*Given exercise*. Identify every line in the records below that contains the string "slope", and copy each such line. Matching is case-sensitive.

(Bounding box annotation records)
● ● ● ● ●

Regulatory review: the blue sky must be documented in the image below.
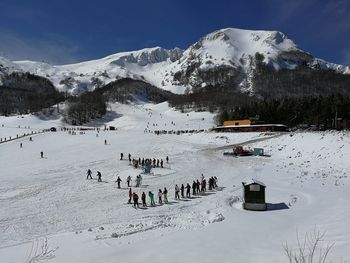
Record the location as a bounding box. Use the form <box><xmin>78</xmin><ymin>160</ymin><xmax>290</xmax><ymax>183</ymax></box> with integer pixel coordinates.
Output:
<box><xmin>0</xmin><ymin>0</ymin><xmax>350</xmax><ymax>64</ymax></box>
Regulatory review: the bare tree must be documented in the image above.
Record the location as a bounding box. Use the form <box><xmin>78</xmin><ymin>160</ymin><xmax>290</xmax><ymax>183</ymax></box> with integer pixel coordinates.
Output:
<box><xmin>283</xmin><ymin>230</ymin><xmax>335</xmax><ymax>263</ymax></box>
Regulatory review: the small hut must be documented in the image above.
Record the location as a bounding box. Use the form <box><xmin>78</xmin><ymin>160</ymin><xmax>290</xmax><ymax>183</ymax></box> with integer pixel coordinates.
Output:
<box><xmin>242</xmin><ymin>179</ymin><xmax>267</xmax><ymax>211</ymax></box>
<box><xmin>253</xmin><ymin>148</ymin><xmax>264</xmax><ymax>156</ymax></box>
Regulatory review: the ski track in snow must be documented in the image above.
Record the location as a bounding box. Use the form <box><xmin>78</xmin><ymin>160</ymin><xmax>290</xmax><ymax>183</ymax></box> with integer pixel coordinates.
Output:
<box><xmin>0</xmin><ymin>104</ymin><xmax>350</xmax><ymax>262</ymax></box>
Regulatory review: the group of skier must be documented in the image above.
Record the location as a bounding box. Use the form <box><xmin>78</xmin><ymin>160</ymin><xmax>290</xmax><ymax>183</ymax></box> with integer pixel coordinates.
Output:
<box><xmin>175</xmin><ymin>174</ymin><xmax>218</xmax><ymax>200</ymax></box>
<box><xmin>120</xmin><ymin>153</ymin><xmax>169</xmax><ymax>169</ymax></box>
<box><xmin>128</xmin><ymin>174</ymin><xmax>218</xmax><ymax>208</ymax></box>
<box><xmin>128</xmin><ymin>187</ymin><xmax>168</xmax><ymax>208</ymax></box>
<box><xmin>86</xmin><ymin>169</ymin><xmax>102</xmax><ymax>182</ymax></box>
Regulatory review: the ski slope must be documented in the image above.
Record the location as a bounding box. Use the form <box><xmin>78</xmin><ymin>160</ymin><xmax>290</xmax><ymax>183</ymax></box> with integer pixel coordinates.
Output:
<box><xmin>0</xmin><ymin>103</ymin><xmax>350</xmax><ymax>263</ymax></box>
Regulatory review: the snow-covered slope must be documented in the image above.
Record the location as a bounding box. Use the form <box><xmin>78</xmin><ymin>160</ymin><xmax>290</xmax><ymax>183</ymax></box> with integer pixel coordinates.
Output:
<box><xmin>5</xmin><ymin>28</ymin><xmax>350</xmax><ymax>93</ymax></box>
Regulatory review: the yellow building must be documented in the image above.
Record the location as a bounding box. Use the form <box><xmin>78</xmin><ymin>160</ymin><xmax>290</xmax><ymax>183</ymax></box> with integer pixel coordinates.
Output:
<box><xmin>224</xmin><ymin>119</ymin><xmax>252</xmax><ymax>126</ymax></box>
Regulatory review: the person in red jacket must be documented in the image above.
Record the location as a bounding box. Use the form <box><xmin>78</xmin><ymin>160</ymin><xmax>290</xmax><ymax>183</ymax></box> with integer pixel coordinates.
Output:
<box><xmin>132</xmin><ymin>193</ymin><xmax>139</xmax><ymax>208</ymax></box>
<box><xmin>128</xmin><ymin>188</ymin><xmax>132</xmax><ymax>204</ymax></box>
<box><xmin>141</xmin><ymin>192</ymin><xmax>147</xmax><ymax>207</ymax></box>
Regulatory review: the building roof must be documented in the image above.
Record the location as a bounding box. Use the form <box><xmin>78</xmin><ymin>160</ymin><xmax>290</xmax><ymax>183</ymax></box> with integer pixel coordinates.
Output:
<box><xmin>243</xmin><ymin>179</ymin><xmax>266</xmax><ymax>187</ymax></box>
<box><xmin>213</xmin><ymin>124</ymin><xmax>287</xmax><ymax>129</ymax></box>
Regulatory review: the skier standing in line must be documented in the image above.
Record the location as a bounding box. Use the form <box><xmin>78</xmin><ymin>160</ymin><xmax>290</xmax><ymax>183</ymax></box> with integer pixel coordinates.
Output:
<box><xmin>148</xmin><ymin>191</ymin><xmax>156</xmax><ymax>206</ymax></box>
<box><xmin>181</xmin><ymin>184</ymin><xmax>185</xmax><ymax>198</ymax></box>
<box><xmin>186</xmin><ymin>184</ymin><xmax>191</xmax><ymax>198</ymax></box>
<box><xmin>175</xmin><ymin>185</ymin><xmax>180</xmax><ymax>200</ymax></box>
<box><xmin>86</xmin><ymin>169</ymin><xmax>92</xmax><ymax>179</ymax></box>
<box><xmin>97</xmin><ymin>171</ymin><xmax>102</xmax><ymax>182</ymax></box>
<box><xmin>158</xmin><ymin>189</ymin><xmax>163</xmax><ymax>205</ymax></box>
<box><xmin>132</xmin><ymin>193</ymin><xmax>140</xmax><ymax>208</ymax></box>
<box><xmin>115</xmin><ymin>176</ymin><xmax>122</xmax><ymax>189</ymax></box>
<box><xmin>141</xmin><ymin>192</ymin><xmax>147</xmax><ymax>207</ymax></box>
<box><xmin>126</xmin><ymin>175</ymin><xmax>131</xmax><ymax>187</ymax></box>
<box><xmin>196</xmin><ymin>179</ymin><xmax>201</xmax><ymax>193</ymax></box>
<box><xmin>128</xmin><ymin>188</ymin><xmax>132</xmax><ymax>204</ymax></box>
<box><xmin>163</xmin><ymin>187</ymin><xmax>168</xmax><ymax>203</ymax></box>
<box><xmin>192</xmin><ymin>181</ymin><xmax>197</xmax><ymax>195</ymax></box>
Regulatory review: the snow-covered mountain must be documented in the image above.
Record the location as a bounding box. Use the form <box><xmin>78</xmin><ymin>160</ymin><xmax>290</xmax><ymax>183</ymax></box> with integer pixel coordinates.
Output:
<box><xmin>0</xmin><ymin>28</ymin><xmax>350</xmax><ymax>93</ymax></box>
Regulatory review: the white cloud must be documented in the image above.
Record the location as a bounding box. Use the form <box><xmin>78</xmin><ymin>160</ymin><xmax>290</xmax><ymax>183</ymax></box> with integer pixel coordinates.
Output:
<box><xmin>342</xmin><ymin>48</ymin><xmax>350</xmax><ymax>66</ymax></box>
<box><xmin>0</xmin><ymin>28</ymin><xmax>80</xmax><ymax>64</ymax></box>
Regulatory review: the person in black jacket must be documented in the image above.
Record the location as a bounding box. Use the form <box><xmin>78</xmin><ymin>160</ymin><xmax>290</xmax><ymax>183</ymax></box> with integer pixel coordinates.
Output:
<box><xmin>186</xmin><ymin>184</ymin><xmax>191</xmax><ymax>198</ymax></box>
<box><xmin>97</xmin><ymin>171</ymin><xmax>102</xmax><ymax>182</ymax></box>
<box><xmin>115</xmin><ymin>176</ymin><xmax>122</xmax><ymax>189</ymax></box>
<box><xmin>180</xmin><ymin>184</ymin><xmax>185</xmax><ymax>198</ymax></box>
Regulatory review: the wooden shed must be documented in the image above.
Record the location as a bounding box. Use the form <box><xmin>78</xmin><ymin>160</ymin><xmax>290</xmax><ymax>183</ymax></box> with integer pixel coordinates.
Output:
<box><xmin>242</xmin><ymin>179</ymin><xmax>267</xmax><ymax>211</ymax></box>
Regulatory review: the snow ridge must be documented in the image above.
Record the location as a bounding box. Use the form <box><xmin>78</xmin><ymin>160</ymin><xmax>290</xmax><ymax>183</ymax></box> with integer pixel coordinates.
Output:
<box><xmin>0</xmin><ymin>28</ymin><xmax>350</xmax><ymax>94</ymax></box>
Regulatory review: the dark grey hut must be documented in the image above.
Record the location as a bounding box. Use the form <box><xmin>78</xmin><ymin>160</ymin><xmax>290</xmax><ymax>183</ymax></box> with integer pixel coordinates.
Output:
<box><xmin>242</xmin><ymin>179</ymin><xmax>267</xmax><ymax>211</ymax></box>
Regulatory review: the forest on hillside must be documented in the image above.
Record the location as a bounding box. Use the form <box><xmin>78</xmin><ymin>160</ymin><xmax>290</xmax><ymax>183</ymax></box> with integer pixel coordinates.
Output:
<box><xmin>216</xmin><ymin>94</ymin><xmax>350</xmax><ymax>129</ymax></box>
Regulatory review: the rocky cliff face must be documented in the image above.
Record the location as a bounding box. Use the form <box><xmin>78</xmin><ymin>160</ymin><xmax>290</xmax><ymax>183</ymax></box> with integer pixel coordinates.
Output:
<box><xmin>0</xmin><ymin>28</ymin><xmax>350</xmax><ymax>95</ymax></box>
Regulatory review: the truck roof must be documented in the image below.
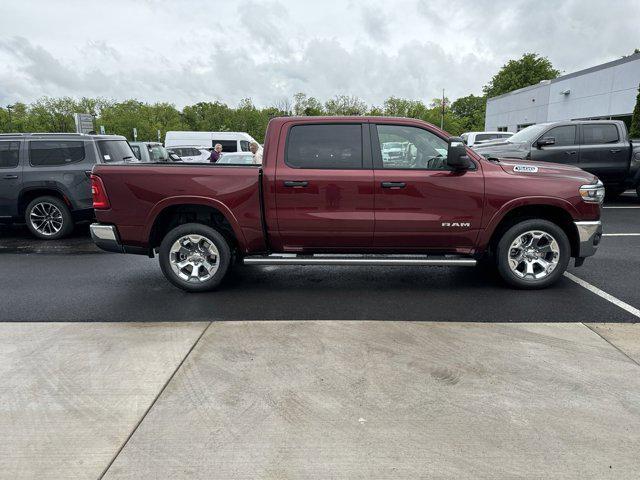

● ● ● ● ●

*Complete output*.
Regulatory review: the ski slope must be documented in the image above.
Regulatory review: the snow-covered slope must be documented in the image above.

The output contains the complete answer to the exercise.